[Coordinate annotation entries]
--- Begin ---
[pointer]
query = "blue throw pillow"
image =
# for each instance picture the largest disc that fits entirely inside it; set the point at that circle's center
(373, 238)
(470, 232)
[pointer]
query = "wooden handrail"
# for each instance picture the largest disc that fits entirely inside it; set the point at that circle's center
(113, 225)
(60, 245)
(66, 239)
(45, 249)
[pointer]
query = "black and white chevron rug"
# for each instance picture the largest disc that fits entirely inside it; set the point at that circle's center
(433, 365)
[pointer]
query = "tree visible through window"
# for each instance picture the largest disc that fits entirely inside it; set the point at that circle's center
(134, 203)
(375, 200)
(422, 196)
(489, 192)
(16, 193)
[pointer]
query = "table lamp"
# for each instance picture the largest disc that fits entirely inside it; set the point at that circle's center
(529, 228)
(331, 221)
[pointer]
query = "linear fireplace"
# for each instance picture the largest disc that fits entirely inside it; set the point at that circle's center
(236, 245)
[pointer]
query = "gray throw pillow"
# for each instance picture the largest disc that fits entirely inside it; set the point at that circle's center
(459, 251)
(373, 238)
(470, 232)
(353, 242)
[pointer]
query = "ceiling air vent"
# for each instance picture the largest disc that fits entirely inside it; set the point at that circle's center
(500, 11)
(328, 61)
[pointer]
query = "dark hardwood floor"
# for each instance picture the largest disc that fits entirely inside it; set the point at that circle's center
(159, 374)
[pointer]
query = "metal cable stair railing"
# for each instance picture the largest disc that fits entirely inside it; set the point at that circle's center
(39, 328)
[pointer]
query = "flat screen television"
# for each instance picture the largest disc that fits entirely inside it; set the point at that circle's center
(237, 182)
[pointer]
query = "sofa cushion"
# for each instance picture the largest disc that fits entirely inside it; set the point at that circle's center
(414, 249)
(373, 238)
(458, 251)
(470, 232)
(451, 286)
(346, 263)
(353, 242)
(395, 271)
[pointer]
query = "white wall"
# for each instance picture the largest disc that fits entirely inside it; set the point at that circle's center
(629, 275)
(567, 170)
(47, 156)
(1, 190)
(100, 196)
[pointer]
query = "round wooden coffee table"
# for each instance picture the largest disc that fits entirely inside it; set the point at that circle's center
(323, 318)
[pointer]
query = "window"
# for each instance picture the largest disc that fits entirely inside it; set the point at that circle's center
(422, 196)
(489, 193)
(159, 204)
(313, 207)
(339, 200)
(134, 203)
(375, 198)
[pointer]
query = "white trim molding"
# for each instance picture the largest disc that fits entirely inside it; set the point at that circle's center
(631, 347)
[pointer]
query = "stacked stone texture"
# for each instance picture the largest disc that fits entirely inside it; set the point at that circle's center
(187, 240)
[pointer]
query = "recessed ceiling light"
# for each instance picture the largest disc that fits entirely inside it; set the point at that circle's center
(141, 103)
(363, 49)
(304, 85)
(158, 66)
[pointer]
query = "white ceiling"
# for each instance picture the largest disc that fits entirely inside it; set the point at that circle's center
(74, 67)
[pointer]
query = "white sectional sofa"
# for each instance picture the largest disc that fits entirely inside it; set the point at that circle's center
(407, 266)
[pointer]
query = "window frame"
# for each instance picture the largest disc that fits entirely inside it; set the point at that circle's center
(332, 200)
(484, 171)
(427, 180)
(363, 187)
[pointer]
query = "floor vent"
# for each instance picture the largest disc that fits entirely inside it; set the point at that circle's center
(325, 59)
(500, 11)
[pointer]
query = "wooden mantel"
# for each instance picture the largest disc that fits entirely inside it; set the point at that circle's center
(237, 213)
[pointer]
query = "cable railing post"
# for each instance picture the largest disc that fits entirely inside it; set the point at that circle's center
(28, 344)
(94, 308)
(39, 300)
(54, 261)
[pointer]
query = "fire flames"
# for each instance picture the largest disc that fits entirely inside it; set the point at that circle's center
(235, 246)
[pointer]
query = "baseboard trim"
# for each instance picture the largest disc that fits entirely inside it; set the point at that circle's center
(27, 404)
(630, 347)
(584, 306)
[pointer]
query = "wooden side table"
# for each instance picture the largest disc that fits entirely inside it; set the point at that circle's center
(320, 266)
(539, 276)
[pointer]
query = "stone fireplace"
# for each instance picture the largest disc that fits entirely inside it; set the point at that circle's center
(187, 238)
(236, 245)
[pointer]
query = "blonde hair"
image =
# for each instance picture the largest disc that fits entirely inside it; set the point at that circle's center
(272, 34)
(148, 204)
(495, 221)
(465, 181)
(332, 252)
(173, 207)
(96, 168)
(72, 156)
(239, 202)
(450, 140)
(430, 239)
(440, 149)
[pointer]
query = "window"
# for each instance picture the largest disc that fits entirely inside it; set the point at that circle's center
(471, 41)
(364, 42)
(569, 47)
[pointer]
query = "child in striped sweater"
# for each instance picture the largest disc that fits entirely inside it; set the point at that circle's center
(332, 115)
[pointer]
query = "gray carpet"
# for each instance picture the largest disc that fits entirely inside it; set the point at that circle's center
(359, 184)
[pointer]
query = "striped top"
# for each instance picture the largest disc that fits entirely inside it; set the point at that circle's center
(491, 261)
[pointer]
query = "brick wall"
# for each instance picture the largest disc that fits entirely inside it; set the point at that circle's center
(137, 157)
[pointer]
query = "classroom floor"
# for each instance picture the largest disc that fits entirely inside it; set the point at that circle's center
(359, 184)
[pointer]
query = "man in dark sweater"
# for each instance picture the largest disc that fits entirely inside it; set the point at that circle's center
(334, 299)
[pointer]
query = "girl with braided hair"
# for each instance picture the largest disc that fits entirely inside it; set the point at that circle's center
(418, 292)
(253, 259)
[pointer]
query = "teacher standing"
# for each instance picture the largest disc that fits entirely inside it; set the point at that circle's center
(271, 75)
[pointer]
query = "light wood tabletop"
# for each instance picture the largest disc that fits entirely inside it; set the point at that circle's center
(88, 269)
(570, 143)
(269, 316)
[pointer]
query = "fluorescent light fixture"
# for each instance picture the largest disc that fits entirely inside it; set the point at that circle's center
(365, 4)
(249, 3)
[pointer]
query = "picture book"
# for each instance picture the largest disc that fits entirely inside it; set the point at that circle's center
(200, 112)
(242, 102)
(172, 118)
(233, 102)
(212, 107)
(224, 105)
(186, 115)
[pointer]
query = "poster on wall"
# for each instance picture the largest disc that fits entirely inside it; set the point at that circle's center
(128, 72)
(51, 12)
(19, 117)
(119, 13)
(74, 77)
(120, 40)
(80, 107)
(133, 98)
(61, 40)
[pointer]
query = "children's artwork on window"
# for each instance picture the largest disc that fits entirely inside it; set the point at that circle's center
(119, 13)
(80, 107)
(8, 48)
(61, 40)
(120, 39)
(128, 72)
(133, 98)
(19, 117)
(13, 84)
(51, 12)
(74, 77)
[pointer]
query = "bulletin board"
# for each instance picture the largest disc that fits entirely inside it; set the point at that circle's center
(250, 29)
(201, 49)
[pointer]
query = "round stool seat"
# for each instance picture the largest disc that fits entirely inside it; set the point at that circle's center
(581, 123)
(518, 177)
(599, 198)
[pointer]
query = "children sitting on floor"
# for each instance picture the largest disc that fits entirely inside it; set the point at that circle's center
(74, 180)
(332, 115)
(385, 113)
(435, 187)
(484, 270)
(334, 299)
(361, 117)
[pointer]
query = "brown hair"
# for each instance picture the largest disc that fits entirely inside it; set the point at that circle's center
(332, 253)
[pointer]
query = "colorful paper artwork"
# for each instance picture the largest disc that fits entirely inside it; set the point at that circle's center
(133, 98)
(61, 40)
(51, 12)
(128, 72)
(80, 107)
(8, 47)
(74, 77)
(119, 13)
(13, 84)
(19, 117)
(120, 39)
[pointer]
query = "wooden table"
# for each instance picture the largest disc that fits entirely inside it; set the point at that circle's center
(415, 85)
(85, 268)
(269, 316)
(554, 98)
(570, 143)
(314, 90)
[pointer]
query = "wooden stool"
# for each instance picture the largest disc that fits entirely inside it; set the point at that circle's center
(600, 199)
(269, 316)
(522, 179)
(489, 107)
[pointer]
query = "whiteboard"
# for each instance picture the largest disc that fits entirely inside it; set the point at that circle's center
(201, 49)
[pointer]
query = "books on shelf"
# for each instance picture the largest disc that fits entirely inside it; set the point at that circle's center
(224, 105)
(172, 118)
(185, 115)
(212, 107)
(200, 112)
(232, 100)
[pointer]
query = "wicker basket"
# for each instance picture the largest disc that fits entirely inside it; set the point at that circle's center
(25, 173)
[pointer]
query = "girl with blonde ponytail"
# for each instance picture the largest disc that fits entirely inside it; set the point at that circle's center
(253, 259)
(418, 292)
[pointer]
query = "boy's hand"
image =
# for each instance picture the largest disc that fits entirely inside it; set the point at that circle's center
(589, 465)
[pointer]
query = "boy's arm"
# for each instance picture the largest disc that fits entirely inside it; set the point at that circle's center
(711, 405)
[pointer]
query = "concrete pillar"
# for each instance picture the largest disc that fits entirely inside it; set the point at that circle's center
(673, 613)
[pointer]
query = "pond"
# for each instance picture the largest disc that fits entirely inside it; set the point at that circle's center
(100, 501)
--- End ---
◆ What the task asks ◆
Return every line above that contains the string "children".

◆ Expected answer ◆
query = "children's artwork on window"
query = "children sitting on floor"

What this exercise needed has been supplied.